__REQUIREMENTS__. Lines before the one containing "the green lawn" are excluded; print that line and every line after it through the end of the material below, exactly.

* * * * * * *

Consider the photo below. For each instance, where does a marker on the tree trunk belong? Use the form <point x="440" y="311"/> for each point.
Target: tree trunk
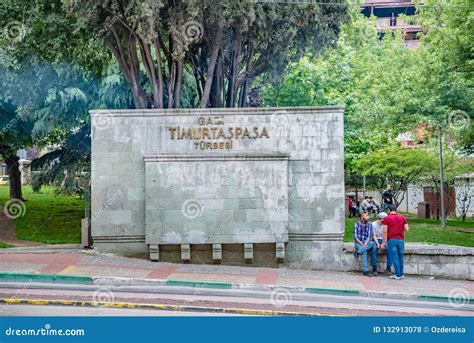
<point x="210" y="69"/>
<point x="15" y="177"/>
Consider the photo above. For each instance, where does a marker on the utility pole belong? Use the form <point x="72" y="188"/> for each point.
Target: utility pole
<point x="363" y="182"/>
<point x="441" y="178"/>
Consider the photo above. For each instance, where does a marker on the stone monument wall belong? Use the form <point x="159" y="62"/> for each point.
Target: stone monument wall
<point x="220" y="181"/>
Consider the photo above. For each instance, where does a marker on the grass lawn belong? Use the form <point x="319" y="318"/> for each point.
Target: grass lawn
<point x="49" y="218"/>
<point x="52" y="218"/>
<point x="5" y="245"/>
<point x="427" y="231"/>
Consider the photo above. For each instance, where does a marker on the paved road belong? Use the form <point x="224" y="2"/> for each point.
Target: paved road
<point x="201" y="300"/>
<point x="40" y="311"/>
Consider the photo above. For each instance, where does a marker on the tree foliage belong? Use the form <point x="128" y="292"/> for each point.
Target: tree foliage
<point x="210" y="50"/>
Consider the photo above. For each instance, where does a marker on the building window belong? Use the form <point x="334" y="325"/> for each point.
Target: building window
<point x="393" y="20"/>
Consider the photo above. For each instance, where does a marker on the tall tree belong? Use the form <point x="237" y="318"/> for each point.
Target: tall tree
<point x="222" y="45"/>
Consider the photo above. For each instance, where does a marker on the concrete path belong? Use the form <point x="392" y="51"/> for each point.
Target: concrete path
<point x="65" y="265"/>
<point x="8" y="232"/>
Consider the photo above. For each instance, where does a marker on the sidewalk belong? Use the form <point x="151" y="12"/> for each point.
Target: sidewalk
<point x="67" y="265"/>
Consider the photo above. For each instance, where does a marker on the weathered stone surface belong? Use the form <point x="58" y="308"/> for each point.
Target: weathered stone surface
<point x="423" y="259"/>
<point x="286" y="181"/>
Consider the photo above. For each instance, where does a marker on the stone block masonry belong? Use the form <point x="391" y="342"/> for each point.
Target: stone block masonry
<point x="234" y="181"/>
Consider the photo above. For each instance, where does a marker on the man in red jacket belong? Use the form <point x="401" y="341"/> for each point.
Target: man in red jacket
<point x="394" y="227"/>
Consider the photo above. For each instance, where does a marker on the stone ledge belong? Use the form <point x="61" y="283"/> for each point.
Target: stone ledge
<point x="218" y="111"/>
<point x="425" y="249"/>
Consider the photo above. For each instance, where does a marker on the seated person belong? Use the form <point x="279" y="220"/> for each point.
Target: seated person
<point x="363" y="240"/>
<point x="377" y="229"/>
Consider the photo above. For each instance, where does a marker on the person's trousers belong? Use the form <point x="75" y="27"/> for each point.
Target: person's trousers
<point x="396" y="248"/>
<point x="363" y="251"/>
<point x="374" y="254"/>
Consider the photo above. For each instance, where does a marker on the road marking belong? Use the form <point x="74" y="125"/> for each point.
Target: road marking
<point x="166" y="307"/>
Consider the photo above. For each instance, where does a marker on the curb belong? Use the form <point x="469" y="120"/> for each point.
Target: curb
<point x="47" y="278"/>
<point x="124" y="282"/>
<point x="163" y="307"/>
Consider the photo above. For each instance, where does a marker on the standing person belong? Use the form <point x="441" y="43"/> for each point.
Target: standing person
<point x="375" y="206"/>
<point x="387" y="198"/>
<point x="394" y="227"/>
<point x="352" y="208"/>
<point x="363" y="242"/>
<point x="377" y="228"/>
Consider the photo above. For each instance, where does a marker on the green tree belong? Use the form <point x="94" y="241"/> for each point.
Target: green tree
<point x="396" y="166"/>
<point x="211" y="50"/>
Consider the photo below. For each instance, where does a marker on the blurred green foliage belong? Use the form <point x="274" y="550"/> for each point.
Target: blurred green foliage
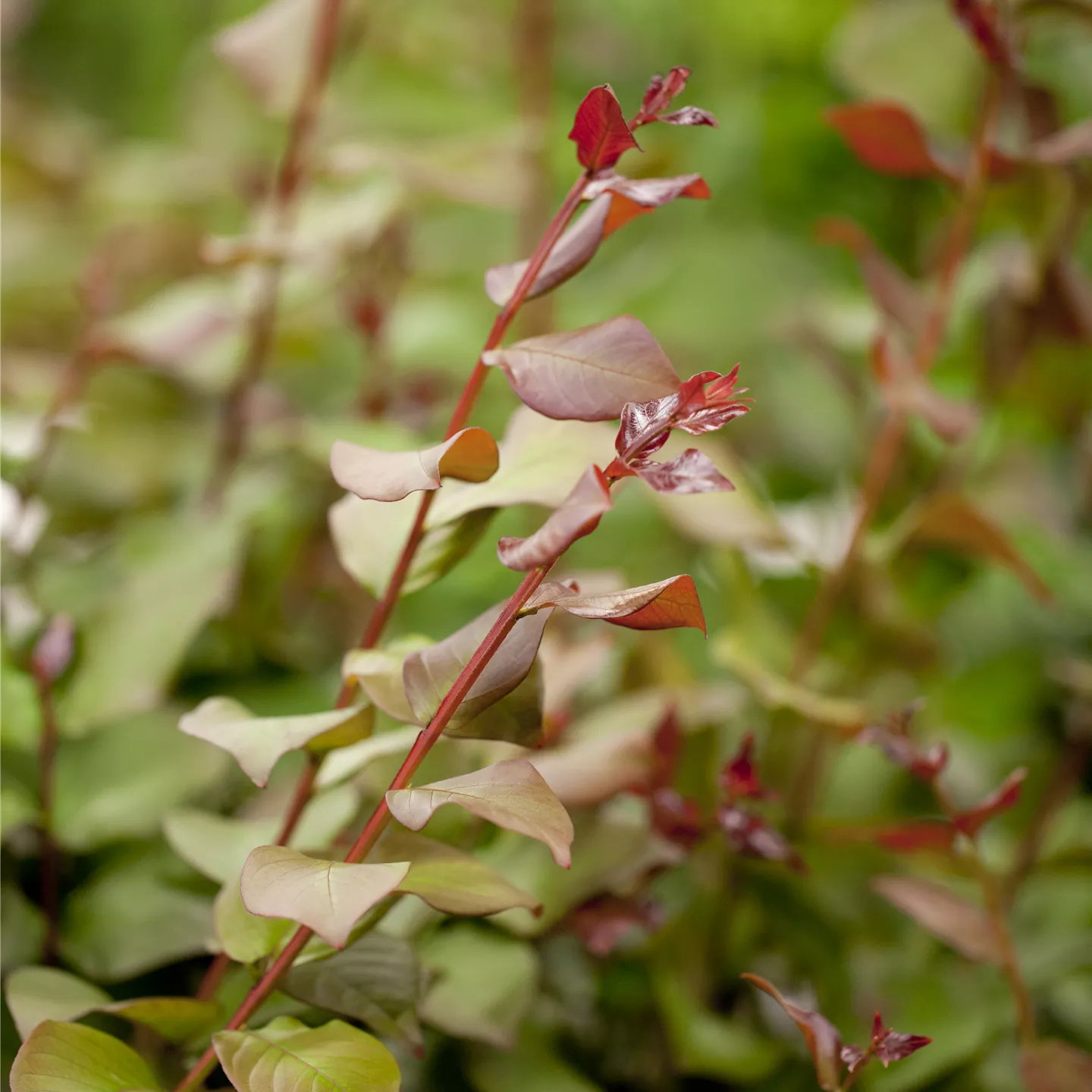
<point x="127" y="144"/>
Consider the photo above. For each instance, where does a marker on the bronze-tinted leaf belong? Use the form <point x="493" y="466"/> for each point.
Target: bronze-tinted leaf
<point x="600" y="130"/>
<point x="958" y="923"/>
<point x="570" y="255"/>
<point x="469" y="456"/>
<point x="588" y="374"/>
<point x="951" y="520"/>
<point x="823" y="1037"/>
<point x="669" y="604"/>
<point x="579" y="516"/>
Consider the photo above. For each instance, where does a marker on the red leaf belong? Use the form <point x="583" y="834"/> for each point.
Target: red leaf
<point x="588" y="374"/>
<point x="1003" y="799"/>
<point x="823" y="1037"/>
<point x="739" y="777"/>
<point x="578" y="516"/>
<point x="632" y="196"/>
<point x="888" y="138"/>
<point x="689" y="116"/>
<point x="890" y="1046"/>
<point x="935" y="834"/>
<point x="751" y="836"/>
<point x="981" y="23"/>
<point x="600" y="130"/>
<point x="54" y="650"/>
<point x="602" y="923"/>
<point x="675" y="817"/>
<point x="692" y="472"/>
<point x="667" y="604"/>
<point x="667" y="747"/>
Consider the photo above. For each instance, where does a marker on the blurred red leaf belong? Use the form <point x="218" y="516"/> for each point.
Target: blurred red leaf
<point x="752" y="836"/>
<point x="667" y="604"/>
<point x="570" y="255"/>
<point x="588" y="374"/>
<point x="676" y="817"/>
<point x="890" y="1046"/>
<point x="1003" y="799"/>
<point x="893" y="293"/>
<point x="823" y="1037"/>
<point x="600" y="130"/>
<point x="951" y="520"/>
<point x="579" y="516"/>
<point x="888" y="138"/>
<point x="602" y="923"/>
<point x="959" y="923"/>
<point x="982" y="24"/>
<point x="688" y="473"/>
<point x="1054" y="1066"/>
<point x="632" y="196"/>
<point x="52" y="652"/>
<point x="739" y="778"/>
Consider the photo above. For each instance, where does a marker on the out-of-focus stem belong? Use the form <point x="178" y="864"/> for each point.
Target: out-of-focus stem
<point x="233" y="429"/>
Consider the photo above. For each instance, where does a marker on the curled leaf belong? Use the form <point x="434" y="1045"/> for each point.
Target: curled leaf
<point x="511" y="794"/>
<point x="325" y="896"/>
<point x="600" y="130"/>
<point x="578" y="516"/>
<point x="1003" y="799"/>
<point x="669" y="604"/>
<point x="258" y="742"/>
<point x="633" y="196"/>
<point x="469" y="456"/>
<point x="496" y="707"/>
<point x="957" y="922"/>
<point x="588" y="374"/>
<point x="821" y="1037"/>
<point x="570" y="255"/>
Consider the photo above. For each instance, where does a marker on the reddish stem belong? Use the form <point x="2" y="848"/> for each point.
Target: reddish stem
<point x="381" y="816"/>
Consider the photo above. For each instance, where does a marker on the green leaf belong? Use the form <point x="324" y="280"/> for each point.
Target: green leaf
<point x="35" y="994"/>
<point x="287" y="1055"/>
<point x="483" y="714"/>
<point x="486" y="983"/>
<point x="377" y="980"/>
<point x="22" y="928"/>
<point x="325" y="896"/>
<point x="121" y="781"/>
<point x="177" y="579"/>
<point x="511" y="794"/>
<point x="450" y="880"/>
<point x="258" y="742"/>
<point x="218" y="846"/>
<point x="61" y="1057"/>
<point x="246" y="937"/>
<point x="131" y="918"/>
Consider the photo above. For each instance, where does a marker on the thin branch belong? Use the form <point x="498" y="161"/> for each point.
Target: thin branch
<point x="381" y="814"/>
<point x="888" y="444"/>
<point x="232" y="436"/>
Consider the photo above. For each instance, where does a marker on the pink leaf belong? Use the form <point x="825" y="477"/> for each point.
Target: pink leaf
<point x="588" y="374"/>
<point x="469" y="456"/>
<point x="1003" y="799"/>
<point x="632" y="196"/>
<point x="823" y="1039"/>
<point x="570" y="255"/>
<point x="600" y="130"/>
<point x="578" y="516"/>
<point x="667" y="604"/>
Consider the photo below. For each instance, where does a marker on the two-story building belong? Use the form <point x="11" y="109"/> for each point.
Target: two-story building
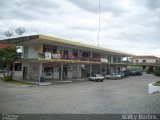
<point x="145" y="59"/>
<point x="62" y="59"/>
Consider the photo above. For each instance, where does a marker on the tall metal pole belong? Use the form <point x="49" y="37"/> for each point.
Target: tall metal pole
<point x="99" y="21"/>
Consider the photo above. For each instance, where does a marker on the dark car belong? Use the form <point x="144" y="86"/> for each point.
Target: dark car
<point x="96" y="78"/>
<point x="138" y="73"/>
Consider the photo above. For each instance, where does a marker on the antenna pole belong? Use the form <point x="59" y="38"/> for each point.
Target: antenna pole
<point x="99" y="20"/>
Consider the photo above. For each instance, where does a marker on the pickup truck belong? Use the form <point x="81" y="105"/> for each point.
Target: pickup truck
<point x="96" y="78"/>
<point x="113" y="76"/>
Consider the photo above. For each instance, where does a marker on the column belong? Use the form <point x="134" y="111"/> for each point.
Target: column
<point x="61" y="71"/>
<point x="40" y="71"/>
<point x="90" y="69"/>
<point x="78" y="71"/>
<point x="100" y="68"/>
<point x="91" y="54"/>
<point x="62" y="52"/>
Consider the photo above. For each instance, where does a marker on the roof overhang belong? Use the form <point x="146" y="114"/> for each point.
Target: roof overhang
<point x="63" y="42"/>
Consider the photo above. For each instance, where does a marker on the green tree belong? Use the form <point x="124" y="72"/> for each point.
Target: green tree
<point x="7" y="57"/>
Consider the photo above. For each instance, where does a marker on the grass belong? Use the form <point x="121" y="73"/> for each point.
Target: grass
<point x="157" y="83"/>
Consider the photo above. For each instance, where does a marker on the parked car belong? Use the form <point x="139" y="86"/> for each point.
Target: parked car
<point x="113" y="76"/>
<point x="96" y="78"/>
<point x="122" y="74"/>
<point x="138" y="73"/>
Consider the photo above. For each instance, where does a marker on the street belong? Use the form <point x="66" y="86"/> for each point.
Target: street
<point x="127" y="95"/>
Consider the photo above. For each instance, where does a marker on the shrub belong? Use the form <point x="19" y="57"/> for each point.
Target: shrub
<point x="7" y="78"/>
<point x="157" y="71"/>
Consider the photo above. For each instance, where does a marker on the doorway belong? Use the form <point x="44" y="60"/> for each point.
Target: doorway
<point x="24" y="72"/>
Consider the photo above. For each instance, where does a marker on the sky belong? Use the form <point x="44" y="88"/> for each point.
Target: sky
<point x="130" y="26"/>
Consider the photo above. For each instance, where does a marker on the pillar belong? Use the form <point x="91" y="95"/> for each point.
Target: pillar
<point x="61" y="71"/>
<point x="40" y="70"/>
<point x="100" y="68"/>
<point x="90" y="69"/>
<point x="78" y="71"/>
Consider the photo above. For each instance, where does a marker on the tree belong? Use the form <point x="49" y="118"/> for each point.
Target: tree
<point x="157" y="71"/>
<point x="7" y="57"/>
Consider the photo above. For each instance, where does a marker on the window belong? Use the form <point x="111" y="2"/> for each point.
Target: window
<point x="144" y="60"/>
<point x="17" y="66"/>
<point x="25" y="52"/>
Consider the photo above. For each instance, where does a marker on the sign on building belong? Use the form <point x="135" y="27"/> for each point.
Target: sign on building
<point x="104" y="60"/>
<point x="48" y="55"/>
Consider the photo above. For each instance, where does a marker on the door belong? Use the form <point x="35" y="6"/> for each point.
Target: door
<point x="64" y="73"/>
<point x="24" y="72"/>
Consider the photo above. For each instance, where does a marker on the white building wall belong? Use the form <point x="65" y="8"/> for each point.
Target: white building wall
<point x="32" y="52"/>
<point x="147" y="60"/>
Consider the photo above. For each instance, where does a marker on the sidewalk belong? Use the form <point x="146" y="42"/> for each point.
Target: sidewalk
<point x="55" y="82"/>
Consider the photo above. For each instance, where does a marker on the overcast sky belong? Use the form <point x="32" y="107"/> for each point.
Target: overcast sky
<point x="131" y="26"/>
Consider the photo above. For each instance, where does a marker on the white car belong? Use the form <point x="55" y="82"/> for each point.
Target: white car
<point x="96" y="77"/>
<point x="113" y="76"/>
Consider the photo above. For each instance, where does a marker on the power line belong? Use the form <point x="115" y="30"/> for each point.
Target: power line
<point x="99" y="21"/>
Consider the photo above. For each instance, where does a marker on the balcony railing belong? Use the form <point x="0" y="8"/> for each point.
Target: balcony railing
<point x="58" y="56"/>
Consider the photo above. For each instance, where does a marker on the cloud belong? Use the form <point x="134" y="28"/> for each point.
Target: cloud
<point x="127" y="25"/>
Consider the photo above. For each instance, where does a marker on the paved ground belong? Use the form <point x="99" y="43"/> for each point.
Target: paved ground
<point x="111" y="96"/>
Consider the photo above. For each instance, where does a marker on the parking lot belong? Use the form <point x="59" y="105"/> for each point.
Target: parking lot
<point x="128" y="95"/>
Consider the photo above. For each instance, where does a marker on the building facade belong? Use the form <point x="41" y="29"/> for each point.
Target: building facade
<point x="145" y="59"/>
<point x="59" y="59"/>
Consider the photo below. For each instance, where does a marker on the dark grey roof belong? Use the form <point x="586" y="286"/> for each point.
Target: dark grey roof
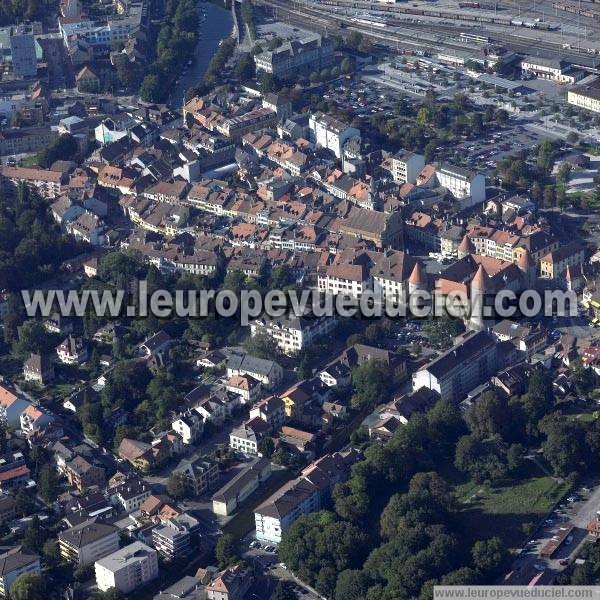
<point x="14" y="559"/>
<point x="463" y="352"/>
<point x="86" y="533"/>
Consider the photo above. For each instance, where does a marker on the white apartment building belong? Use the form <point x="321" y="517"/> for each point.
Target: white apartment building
<point x="273" y="517"/>
<point x="127" y="569"/>
<point x="268" y="372"/>
<point x="329" y="133"/>
<point x="292" y="333"/>
<point x="585" y="96"/>
<point x="189" y="426"/>
<point x="460" y="369"/>
<point x="406" y="166"/>
<point x="347" y="279"/>
<point x="464" y="185"/>
<point x="87" y="542"/>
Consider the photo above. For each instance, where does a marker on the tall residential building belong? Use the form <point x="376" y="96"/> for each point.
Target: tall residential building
<point x="586" y="96"/>
<point x="311" y="53"/>
<point x="406" y="166"/>
<point x="329" y="133"/>
<point x="464" y="185"/>
<point x="22" y="47"/>
<point x="127" y="569"/>
<point x="173" y="538"/>
<point x="87" y="542"/>
<point x="308" y="493"/>
<point x="457" y="371"/>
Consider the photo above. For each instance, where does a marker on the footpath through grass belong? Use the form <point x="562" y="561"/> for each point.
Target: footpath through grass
<point x="510" y="510"/>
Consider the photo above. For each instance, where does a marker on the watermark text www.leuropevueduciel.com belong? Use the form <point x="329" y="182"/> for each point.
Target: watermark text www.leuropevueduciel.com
<point x="251" y="304"/>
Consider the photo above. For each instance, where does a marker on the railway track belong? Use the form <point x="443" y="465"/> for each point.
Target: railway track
<point x="521" y="42"/>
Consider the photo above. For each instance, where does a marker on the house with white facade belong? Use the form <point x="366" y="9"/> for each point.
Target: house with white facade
<point x="330" y="133"/>
<point x="127" y="569"/>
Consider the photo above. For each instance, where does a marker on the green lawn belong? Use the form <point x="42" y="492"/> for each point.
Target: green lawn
<point x="505" y="510"/>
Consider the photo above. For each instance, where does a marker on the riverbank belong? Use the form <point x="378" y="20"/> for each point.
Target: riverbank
<point x="215" y="26"/>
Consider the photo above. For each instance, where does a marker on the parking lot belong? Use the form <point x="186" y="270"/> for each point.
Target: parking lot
<point x="578" y="509"/>
<point x="263" y="556"/>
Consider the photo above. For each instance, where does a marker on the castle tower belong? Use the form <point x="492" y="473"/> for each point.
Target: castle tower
<point x="479" y="287"/>
<point x="416" y="281"/>
<point x="526" y="265"/>
<point x="466" y="247"/>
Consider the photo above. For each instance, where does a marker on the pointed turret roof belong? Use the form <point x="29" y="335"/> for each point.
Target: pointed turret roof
<point x="466" y="246"/>
<point x="525" y="260"/>
<point x="480" y="280"/>
<point x="568" y="276"/>
<point x="416" y="277"/>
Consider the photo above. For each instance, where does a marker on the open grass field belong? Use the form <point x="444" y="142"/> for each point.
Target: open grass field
<point x="511" y="509"/>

* * * * * * *

__SOLUTION FOR THIS PROBLEM__.
Consider the photo above. For each instance, where does a marker on the green lawn belong? Use the form <point x="42" y="492"/> for each point.
Target: green lawn
<point x="505" y="510"/>
Consider the photo above. For each instance, where does a marker on the riverbank belong? Use the form <point x="378" y="20"/> for each point.
Target: riverbank
<point x="215" y="26"/>
Consider the photo above. For each instance, where does a marker on the parking lot belong? Use the form <point x="186" y="270"/> for each point.
Target: parking lot
<point x="578" y="509"/>
<point x="263" y="556"/>
Consider the photo above. For each instance, where does a marker on the castle tower belong? Use the form <point x="492" y="473"/> for each point.
Target: castle tower
<point x="479" y="287"/>
<point x="416" y="281"/>
<point x="526" y="265"/>
<point x="466" y="247"/>
Consider the photo above. For each instance, where does a marker on the pointed turret roof belong? Use the form <point x="29" y="335"/> for each point.
Target: pointed turret roof
<point x="466" y="246"/>
<point x="525" y="260"/>
<point x="480" y="280"/>
<point x="568" y="276"/>
<point x="416" y="277"/>
Consider the photo above. For each instance, where does a marker on the open grass field belong? Use the form <point x="444" y="142"/> for each point.
Target: open grass field
<point x="511" y="509"/>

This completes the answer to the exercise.